> _Exercise task 1_: In the accounting notes for The Stephan Co., into how many segments has the Company allocated its business, and what are they?
> _Exercise task 2_: Reproduce the passage of the accounting notes starting at "NATURE OF OPERATIONS: The" and ending at "and (3) manufacturing.".

> _Selected passage_:
╭──
See notes to unaudited condensed consolidated financial statements
10
THE STEPHAN CO. AND SUBSIDIARIES
NOTES TO UNAUDITED CONDENSED CONSOLIDATED FINANCIAL STATEMENTS
QUARTERS ENDED SEPTEMBER 30, 2002 AND 2001
NOTE 1: SUMMARY OF SIGNIFICANT ACCOUNTING POLICIES
BASIS OF PRESENTATION: In the opinion of management, all
adjustments (consisting only of normal accruals) necessary for a fair
presentation of the Company's financial position and results of operations
are reflected in these unaudited interim financial statements.
The results of operations for the three and nine-month periods ended
September 30, 2002 are not necessarily indicative of the results to be
achieved for the year ending December 31, 2002. The December 31, 2001
condensed consolidated balance sheet was derived from the audited
consolidated financial statements, but does not include all disclosures
required by accounting principles generally accepted in the United States
of America ("generally accepted accounting principles"). These interim
financial statements should be read in conjunction with the audited
consolidated financial statements and accompanying notes for the year ended
December 31, 2001 appearing in the Company's Form 10-K previously filed
with the Securities and Exchange Commission.
NATURE OF OPERATIONS: The Company is engaged in the manufacture,
sale and distribution of hair and personal care grooming products
principally throughout the United States. Statement of Financial Accounting
Standards ("SFAS") No. 131, "Disclosures About Segments of an Enterprise
and Related Information", requires the reporting of segment information
using a "management approach" as it relates to the operating segments of a
business. The Company has allocated its business into three segments: (1)
professional hair care products and distribution; (2) retail personal care
products; and (3) manufacturing.
USE OF ESTIMATES: The preparation of condensed consolidated
financial statements in conformity with generally accepted accounting
principles requires management to make estimates and assumptions that
affect the reported amounts of assets and liabilities and the disclosure of
contingent assets and liabilities as of the date of the condensed
consolidated financial statements and the reported amounts of revenues and
expenses during the reporting period. Actual results could differ from
those estimates and assumptions.
CASH AND CASH EQUIVALENTS: Cash and cash equivalents include
cash, money market investment accounts and short-term municipal bonds
having maturities of 90 days or less. The Company maintains cash deposits
at certain financial institutions in amounts in excess of the federally
insured limit. Cash and cash equivalents held in interest-bearing accounts
as of September 30, 2002 and December 31, 2001 were approximately
$8,568,000 and $7,257,000, respectively.
11
THE STEPHAN CO. AND SUBSIDIARIES
NOTES TO UNAUDITED CONDENSED CONSOLIDATED FINANCIAL STATEMENTS
QUARTERS ENDED SEPTEMBER 30, 2002 AND 2001
NOTE 1: SUMMARY OF SIGNIFICANT ACCOUNTING POLICIES (continued)
╰──
Coordinate annotation rows:
╭──
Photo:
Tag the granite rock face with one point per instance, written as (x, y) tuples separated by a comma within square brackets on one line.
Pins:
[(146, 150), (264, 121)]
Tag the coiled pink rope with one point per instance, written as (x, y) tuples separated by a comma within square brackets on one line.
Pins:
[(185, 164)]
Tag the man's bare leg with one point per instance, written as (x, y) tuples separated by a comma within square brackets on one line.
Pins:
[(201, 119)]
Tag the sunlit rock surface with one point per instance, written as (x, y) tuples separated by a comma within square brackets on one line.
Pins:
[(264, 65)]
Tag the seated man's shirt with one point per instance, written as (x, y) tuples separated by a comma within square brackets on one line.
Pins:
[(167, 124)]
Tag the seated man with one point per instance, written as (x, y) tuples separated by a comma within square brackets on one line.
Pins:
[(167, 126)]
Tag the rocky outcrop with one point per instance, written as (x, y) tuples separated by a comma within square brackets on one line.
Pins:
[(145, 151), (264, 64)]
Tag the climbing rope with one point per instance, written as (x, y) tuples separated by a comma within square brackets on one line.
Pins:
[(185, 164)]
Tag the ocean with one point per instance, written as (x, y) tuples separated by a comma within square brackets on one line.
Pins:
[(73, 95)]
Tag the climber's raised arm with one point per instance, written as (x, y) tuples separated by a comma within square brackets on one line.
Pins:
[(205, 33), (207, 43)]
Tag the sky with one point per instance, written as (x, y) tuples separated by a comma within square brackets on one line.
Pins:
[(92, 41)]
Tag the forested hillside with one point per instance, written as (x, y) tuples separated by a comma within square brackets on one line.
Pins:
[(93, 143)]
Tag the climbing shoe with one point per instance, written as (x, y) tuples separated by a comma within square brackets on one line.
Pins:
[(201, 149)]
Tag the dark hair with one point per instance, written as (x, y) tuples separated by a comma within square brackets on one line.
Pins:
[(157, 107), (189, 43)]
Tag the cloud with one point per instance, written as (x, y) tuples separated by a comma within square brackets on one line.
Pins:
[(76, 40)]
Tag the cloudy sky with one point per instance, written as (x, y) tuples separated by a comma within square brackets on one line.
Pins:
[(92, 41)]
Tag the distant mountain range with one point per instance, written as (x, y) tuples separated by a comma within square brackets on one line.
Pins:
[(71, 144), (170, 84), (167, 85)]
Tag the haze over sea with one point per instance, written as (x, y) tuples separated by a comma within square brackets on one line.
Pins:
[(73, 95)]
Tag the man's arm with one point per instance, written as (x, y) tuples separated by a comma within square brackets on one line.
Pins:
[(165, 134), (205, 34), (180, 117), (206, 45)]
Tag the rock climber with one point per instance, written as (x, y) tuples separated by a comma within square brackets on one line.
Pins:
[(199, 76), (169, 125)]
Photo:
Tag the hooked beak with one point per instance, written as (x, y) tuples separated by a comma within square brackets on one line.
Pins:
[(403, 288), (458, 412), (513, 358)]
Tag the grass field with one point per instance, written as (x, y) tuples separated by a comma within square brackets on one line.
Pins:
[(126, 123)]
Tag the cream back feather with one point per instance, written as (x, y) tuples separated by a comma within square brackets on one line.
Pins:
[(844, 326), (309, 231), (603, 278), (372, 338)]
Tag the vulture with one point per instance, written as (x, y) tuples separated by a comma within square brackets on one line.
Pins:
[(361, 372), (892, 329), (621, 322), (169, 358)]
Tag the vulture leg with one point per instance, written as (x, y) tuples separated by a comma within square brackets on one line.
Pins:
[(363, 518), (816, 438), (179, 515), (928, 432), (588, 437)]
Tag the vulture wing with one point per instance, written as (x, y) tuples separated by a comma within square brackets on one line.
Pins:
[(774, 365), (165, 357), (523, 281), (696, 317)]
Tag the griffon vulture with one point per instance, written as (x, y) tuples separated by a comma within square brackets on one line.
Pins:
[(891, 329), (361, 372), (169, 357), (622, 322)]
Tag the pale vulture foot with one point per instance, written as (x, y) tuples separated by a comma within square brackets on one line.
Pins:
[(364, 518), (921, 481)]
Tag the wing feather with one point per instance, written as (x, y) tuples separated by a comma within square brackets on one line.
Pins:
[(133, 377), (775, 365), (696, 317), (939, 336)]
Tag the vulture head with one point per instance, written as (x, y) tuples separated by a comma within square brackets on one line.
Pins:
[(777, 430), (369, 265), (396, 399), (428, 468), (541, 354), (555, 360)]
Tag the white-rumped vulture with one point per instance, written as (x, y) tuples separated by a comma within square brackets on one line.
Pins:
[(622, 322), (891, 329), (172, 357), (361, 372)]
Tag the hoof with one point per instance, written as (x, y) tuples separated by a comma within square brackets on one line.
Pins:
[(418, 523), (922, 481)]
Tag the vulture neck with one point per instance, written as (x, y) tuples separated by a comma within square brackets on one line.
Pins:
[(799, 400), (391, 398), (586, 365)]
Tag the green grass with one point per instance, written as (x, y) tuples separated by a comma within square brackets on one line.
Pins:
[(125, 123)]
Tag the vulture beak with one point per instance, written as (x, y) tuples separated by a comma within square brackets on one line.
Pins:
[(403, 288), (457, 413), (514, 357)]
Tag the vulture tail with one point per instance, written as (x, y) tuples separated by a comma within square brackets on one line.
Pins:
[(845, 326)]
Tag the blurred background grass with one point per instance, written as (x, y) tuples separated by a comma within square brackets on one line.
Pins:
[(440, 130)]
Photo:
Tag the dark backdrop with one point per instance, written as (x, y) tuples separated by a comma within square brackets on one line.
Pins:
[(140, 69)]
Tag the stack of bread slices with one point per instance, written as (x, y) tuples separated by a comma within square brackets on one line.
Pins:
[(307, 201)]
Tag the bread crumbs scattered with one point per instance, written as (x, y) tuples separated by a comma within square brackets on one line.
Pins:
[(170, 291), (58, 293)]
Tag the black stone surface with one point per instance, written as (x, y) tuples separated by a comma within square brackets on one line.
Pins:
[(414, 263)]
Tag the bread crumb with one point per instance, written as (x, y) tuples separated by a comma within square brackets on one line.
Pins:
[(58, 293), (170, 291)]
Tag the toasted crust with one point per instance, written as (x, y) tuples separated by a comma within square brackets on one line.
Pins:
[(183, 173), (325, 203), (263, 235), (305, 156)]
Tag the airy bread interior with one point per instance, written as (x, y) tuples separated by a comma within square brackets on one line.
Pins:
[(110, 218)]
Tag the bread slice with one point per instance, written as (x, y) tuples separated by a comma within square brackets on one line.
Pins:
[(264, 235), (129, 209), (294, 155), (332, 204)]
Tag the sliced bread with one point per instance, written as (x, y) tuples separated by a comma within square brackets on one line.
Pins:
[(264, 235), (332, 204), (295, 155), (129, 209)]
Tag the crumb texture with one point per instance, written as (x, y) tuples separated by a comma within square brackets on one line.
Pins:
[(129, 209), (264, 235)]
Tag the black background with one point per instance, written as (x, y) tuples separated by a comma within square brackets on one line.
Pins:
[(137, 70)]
╰──
> _Correct output 1_: Three: professional hair care products and distribution, retail personal care products, and manufacturing.

> _Correct output 2_:
NATURE OF OPERATIONS: The Company is engaged in the manufacture,
sale and distribution of hair and personal care grooming products
principally throughout the United States. Statement of Financial Accounting
Standards ("SFAS") No. 131, "Disclosures About Segments of an Enterprise
and Related Information", requires the reporting of segment information
using a "management approach" as it relates to the operating segments of a
business. The Company has allocated its business into three segments: (1)
professional hair care products and distribution; (2) retail personal care
products; and (3) manufacturing.